**Polecenie a**
Oceń, czy poniższe stwierdzenia zgadzają się z tekstem o wolności, odpowiadając przy każdym „tak” lub „nie” i przytaczając dosłownie rozstrzygające słowa tekstu: (i) pracownik etatowy ma według autora najmniejszy poziom wolności; (ii) inwestor w opisanym modelu analizuje dane przez osiem godzin dziennie; (iii) wzorzec, który decyduje o kwadrancie, dostajemy od matki.

**Wybrany fragment**
■ ■ ■
Wolni w niewoli: dylematy wolności
Więc zacznijmy od pewnego modelu wolności, do którego wszyscy mniej lub bardziej podświadomie dążymy. Bo taki został nam zaprogramowany. Lub raczej: bardzo chcielibyśmy taki model wolności osiągnąć, ale nie możemy. W książce: „Bogaty ojciec, biedny ojciec” zostały wyszczególnione cztery kwadranty zarabiania:
- Pracownik etatowy (najmniejszy poziom wolności wg autora)
- Wolny zawód (np prawnik, lekarz)
- Biznesmen
- Inwestor (największy poziom wolności wg autora)
To, do jakiego kwadrantu trafiamy, zależy od tego, jaki wzorzec dostaliśmy od ojca w procesie wychowania. Zostaje on zapisany głęboko w podświadomości i na ogół realizujemy go całe życie.

Więc tak rozumiana wolność ma polegać na:
- Budzi Cię podświadomość, np o 6, 7 lub 9 rano, a nie budzik o 5 rano do pracy na etat.
- Jesteś inwestorem, trzy do czterech godzin analizujesz dane ekonomiczne, wskaźniki giełdowe i tak dalej. Wykonujesz kilka kliknięć na komputerze i zarabiasz dajmy na to 60.000 dolarów tego dnia. Koniec pracy.
- Więc po „pracy” Twoim głównym „zmartwieniem” jest to, czy zjesz lunch w Paryżu czy Londynie.
- Jeśli bookojesz hotel, to wybierasz wyłącznie hotele pięciogwiazdkowe, i analizujesz je pod kątem udogodnień i luksusów.
■ ■ ■
**Polecenie b**
Wybierz z rekordów i przepisz każdy wiersz, który zawiera słowo „sweater”.

**Rekordy do ćwiczenia**
■ ■ ■
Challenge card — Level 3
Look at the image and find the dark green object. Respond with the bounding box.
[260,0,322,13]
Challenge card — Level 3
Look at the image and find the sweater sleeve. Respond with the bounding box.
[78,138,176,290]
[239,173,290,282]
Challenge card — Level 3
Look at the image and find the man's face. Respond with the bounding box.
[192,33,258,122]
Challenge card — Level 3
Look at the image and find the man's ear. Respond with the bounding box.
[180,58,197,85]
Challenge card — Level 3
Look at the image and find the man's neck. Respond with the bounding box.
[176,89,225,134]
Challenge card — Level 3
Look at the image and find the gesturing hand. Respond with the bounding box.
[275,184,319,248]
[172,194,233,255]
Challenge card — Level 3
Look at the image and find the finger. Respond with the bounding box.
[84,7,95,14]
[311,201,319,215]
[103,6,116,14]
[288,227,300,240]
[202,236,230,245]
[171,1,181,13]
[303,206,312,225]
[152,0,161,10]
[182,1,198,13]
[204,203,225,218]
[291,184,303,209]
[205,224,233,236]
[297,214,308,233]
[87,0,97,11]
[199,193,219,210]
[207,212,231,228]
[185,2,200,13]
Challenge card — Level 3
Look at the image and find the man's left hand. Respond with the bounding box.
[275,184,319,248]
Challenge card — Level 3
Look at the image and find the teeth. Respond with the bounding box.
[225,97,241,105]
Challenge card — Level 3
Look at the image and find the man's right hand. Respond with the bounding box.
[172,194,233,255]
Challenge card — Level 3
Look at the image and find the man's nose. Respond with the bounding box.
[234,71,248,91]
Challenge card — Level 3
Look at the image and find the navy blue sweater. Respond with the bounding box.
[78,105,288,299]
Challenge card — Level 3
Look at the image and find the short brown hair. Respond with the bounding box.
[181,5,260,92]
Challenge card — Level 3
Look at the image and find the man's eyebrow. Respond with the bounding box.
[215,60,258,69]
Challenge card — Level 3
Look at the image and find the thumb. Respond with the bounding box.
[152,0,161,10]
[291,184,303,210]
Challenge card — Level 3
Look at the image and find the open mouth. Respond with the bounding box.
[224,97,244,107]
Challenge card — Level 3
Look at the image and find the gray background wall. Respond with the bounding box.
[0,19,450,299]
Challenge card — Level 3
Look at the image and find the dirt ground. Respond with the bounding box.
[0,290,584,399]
■ ■ ■
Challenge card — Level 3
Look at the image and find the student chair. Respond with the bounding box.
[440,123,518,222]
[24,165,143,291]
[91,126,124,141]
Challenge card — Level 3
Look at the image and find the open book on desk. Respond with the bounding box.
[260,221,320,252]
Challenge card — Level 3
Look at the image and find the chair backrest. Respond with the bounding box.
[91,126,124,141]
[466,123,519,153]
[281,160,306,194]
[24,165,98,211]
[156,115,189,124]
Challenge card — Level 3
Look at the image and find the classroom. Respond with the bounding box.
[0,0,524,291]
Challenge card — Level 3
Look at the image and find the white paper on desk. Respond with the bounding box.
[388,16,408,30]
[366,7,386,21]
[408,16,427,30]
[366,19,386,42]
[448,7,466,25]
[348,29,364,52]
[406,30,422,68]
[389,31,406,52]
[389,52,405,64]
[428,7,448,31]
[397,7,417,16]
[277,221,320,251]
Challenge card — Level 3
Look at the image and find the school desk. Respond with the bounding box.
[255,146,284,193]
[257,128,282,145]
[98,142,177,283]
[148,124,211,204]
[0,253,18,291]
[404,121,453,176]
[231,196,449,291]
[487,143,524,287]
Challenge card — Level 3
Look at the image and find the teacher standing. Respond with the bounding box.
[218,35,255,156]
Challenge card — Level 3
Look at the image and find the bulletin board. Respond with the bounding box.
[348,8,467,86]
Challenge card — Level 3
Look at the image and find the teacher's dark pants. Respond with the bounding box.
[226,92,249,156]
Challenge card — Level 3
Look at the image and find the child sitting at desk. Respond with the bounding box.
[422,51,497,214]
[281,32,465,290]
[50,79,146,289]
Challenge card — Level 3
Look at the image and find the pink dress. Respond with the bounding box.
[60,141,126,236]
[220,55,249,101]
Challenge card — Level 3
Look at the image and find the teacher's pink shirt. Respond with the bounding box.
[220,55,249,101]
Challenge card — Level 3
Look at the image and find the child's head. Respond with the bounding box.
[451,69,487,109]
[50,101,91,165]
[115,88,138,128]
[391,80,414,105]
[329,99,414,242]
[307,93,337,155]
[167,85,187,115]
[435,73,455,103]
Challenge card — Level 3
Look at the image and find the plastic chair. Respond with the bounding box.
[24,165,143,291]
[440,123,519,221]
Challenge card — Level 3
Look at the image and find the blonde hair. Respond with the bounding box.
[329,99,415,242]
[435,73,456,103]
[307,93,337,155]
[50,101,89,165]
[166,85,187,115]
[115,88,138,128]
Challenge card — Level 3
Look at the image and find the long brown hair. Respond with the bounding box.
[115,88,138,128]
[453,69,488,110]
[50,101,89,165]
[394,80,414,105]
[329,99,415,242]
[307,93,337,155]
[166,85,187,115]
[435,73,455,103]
■ ■ ■
**Gotowa odpowiedź a**
(i) Tak: „Pracownik etatowy (najmniejszy poziom wolności wg autora)”.
(ii) Nie: „trzy do czterech godzin analizujesz dane ekonomiczne, wskaźniki giełdowe i tak dalej”.
(iii) Nie: „zależy od tego, jaki wzorzec dostaliśmy od ojca w procesie wychowania”.

**Gotowa odpowiedź b**
Look at the image and find the sweater sleeve. Respond with the bounding box.
Look at the image and find the navy blue sweater. Respond with the bounding box.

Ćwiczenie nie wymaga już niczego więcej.